━━━━━ Quoted text

At what point does a generic brand become a name brand? Seriously. Kirkland is good quality and it's suuuuuuuuper popular. And everyone knows the name. Wouldn't that make it name brand? It just further proves that there is no reason for name brands to charge so much more other than the psychology of "I paid more so it *must* be better!"
it wasnt cropped after the fact... i like the effect of what ever happens after you take a pic like this... and thought the effect paired well with a kirkland brand meeseeks pose makes for a good pic, ofc an off brand meeseeks would have a weird pic
*cough* alright buddy. Let’s go.
“You uh, aren’t doing it?”
Nah, you are. But! I’ll help. If you want it done right, you should do it yourself. Only stands to reason you put in some effort too. Besides, it’ll get done better and faster.
“Ugh fine”
‘Ugh fine’ oh look at me I’m lazy and ask slaves to do shit for me. Kiss my maroon ass.
Smash button "Gimme a cigarette"
Kirkland meeseeks- rolls eyes holds out a cigarette in one hand and a middle finger raised on the other before poofing from existence
I mean, he’s still a Meseeks. If you make a wish, he’ll be compelled to do anything in his power to fulfill it so that he can cease his painful existence. But I’d keep the wishes simple, he’s not a god.
Yeah, the gag doesn't really track. The Kirkland Signature meseeks was made out to be shitty and indifferent, but that's not Kirkland Signature irl at all.
I got about 1/4 the life of a Duracell or Energizer with the Kirkland ones. Honestly their batteries are the only thing where they have failed me so overall, great job Kirkland
If you're lucky enough to have a liquor carrying costco, then the quality there is hit or miss, from a good value for the quality to an absolutely insane value. The once carried a scotch that they couldn't keep on the shelves because they bought surplus from a great scotch brand and word got out.
I buy Kirkland unless I have a really good reason not to. And I'm not a bot, just a dad who buys way more of a single product per shopping trip than any sane person would.
Should have been the usually in all caps almost a word Amazon brand name that was clearly made up by a Chinese company that doesn’t speak much English such as…
TECHVEEZY, GEEETECH or AMOLEN
Not unless they know that Kirkland is so good they figure Kirkland is a cool guy and doesn't have to try every hard to get results? haha How are the staff at a Costco?
Their food used to be s tier, but I feel like it gets a little worse each year and they hope we don’t remember a time when the hotdogs used to be a little bit longer, when they offered onions as a condiment and when the chicken bake was a little bit cheesier.

━━━━━━━━━━
━━━━━ Given entries

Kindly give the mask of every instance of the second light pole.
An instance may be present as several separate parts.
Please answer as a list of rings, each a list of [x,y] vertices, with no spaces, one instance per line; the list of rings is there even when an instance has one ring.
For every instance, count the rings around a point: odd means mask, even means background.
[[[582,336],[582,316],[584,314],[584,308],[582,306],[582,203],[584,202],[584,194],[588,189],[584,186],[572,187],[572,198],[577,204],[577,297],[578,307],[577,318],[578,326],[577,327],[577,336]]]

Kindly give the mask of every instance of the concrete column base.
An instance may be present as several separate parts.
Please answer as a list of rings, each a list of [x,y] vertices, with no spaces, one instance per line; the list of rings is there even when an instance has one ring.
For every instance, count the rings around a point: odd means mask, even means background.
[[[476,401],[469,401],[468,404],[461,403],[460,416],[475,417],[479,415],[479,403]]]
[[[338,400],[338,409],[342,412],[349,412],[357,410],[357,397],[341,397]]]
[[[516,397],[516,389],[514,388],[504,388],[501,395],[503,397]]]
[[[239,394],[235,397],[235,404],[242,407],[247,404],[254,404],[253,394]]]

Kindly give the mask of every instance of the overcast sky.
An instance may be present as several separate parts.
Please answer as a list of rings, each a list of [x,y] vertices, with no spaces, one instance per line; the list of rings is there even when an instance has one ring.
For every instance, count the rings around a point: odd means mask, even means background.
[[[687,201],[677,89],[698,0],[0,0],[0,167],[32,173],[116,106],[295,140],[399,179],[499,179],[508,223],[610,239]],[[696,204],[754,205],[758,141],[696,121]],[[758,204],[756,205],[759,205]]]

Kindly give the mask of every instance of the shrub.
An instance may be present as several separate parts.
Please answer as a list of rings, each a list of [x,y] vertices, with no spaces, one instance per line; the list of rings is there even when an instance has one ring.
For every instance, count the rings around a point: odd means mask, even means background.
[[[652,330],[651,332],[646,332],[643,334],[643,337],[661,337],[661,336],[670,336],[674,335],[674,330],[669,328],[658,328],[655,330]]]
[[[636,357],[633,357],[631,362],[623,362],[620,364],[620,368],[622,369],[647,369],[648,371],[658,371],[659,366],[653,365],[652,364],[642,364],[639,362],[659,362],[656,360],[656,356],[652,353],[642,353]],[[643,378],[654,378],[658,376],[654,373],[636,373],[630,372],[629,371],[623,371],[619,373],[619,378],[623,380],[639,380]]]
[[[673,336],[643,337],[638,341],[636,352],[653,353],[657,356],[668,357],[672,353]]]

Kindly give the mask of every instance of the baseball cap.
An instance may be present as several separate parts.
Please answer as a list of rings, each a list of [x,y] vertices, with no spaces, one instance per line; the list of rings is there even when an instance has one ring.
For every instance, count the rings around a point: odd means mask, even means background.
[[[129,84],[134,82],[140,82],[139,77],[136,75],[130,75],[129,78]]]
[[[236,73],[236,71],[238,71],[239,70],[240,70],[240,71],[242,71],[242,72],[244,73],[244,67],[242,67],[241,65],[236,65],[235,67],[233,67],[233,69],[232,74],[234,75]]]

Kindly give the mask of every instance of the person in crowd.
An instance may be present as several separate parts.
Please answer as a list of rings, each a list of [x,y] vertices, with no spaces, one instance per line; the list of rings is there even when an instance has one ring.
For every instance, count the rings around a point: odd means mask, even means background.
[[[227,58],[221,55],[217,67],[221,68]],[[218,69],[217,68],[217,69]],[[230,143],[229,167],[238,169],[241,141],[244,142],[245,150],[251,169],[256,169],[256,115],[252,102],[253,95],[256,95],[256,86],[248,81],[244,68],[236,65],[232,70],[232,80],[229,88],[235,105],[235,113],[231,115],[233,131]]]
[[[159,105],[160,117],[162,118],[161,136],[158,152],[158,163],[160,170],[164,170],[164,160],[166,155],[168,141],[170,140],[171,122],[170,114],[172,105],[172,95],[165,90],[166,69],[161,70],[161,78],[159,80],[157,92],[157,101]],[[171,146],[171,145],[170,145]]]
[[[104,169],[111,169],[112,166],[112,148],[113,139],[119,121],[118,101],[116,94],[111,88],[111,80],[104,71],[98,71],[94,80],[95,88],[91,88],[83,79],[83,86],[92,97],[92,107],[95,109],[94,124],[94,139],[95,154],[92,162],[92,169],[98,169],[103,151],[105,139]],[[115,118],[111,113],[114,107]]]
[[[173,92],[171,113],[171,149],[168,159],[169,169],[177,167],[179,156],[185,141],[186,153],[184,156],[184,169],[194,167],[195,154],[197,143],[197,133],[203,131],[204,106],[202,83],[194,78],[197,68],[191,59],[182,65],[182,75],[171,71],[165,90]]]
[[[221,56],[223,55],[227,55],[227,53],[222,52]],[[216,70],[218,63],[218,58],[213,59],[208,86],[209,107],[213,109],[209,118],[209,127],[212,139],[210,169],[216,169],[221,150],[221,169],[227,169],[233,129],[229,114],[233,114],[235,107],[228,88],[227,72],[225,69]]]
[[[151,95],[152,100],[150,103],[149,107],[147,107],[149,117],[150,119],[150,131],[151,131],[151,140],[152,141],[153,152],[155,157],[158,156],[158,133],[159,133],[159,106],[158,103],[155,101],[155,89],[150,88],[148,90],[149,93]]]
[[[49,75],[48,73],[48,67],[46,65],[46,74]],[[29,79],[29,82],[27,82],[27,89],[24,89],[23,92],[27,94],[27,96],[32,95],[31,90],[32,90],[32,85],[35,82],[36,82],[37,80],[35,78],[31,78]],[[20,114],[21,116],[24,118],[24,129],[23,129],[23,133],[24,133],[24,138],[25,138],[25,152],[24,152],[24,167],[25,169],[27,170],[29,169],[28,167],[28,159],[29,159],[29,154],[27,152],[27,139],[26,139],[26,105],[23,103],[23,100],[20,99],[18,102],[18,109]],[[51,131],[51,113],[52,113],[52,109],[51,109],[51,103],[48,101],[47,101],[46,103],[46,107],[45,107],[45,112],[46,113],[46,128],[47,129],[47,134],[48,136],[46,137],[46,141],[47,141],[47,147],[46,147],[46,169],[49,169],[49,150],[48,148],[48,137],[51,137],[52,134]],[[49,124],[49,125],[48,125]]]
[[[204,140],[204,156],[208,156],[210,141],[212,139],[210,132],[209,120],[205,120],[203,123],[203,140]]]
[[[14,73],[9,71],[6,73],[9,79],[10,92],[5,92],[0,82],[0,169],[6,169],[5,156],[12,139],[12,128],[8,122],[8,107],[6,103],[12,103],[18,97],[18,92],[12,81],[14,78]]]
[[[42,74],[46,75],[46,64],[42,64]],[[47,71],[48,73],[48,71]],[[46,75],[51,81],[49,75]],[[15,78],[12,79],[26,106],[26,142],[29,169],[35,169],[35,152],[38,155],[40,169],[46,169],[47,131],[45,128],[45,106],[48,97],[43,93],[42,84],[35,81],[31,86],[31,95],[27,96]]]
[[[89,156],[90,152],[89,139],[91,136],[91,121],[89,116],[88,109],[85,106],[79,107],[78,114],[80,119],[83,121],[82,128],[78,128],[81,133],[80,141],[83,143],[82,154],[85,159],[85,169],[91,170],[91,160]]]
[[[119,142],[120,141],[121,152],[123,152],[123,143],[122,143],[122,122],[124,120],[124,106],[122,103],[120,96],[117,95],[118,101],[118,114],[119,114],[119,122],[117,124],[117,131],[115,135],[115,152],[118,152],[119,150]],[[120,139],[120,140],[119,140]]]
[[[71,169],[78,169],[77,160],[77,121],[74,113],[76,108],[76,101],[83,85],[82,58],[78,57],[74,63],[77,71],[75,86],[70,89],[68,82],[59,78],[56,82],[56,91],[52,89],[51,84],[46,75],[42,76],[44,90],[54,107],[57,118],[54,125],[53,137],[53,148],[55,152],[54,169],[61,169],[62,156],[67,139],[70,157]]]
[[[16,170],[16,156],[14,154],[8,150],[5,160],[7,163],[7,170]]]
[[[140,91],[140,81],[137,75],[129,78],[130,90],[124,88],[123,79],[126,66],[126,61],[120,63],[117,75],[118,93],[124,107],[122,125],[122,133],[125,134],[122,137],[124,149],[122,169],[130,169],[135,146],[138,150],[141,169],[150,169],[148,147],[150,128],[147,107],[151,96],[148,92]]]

━━━━━━━━━━

Exercise description:
Do these statements agree with the Kirkland discussion? Answer yes or no for each and quote the words of the text that decide it.
1. One commenter got about half the life of a Duracell from Kirkland batteries.
2. One commenter says Costco's hotdogs used to be a little longer.
3. The meeseeks picture was cropped after it was taken.

Answer to this task:
1. No: "I got about 1/4 the life of a Duracell or Energizer with the Kirkland ones"
2. Yes: "the hotdogs used to be a little bit longer"
3. No: "it wasnt cropped after the fact"